■ **Problem to work on**
Write out the data below word for word, keeping every line unchanged.

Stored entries
★ ★ ★ ★ ★

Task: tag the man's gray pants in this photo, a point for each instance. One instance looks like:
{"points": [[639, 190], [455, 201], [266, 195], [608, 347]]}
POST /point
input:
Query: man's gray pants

★ ★ ★ ★ ★

■ **Finished task**
Task: tag the man's gray pants in this photo, a point for each instance. One instance looks like:
{"points": [[639, 190], [455, 201], [266, 195], [608, 347]]}
POST /point
input:
Query: man's gray pants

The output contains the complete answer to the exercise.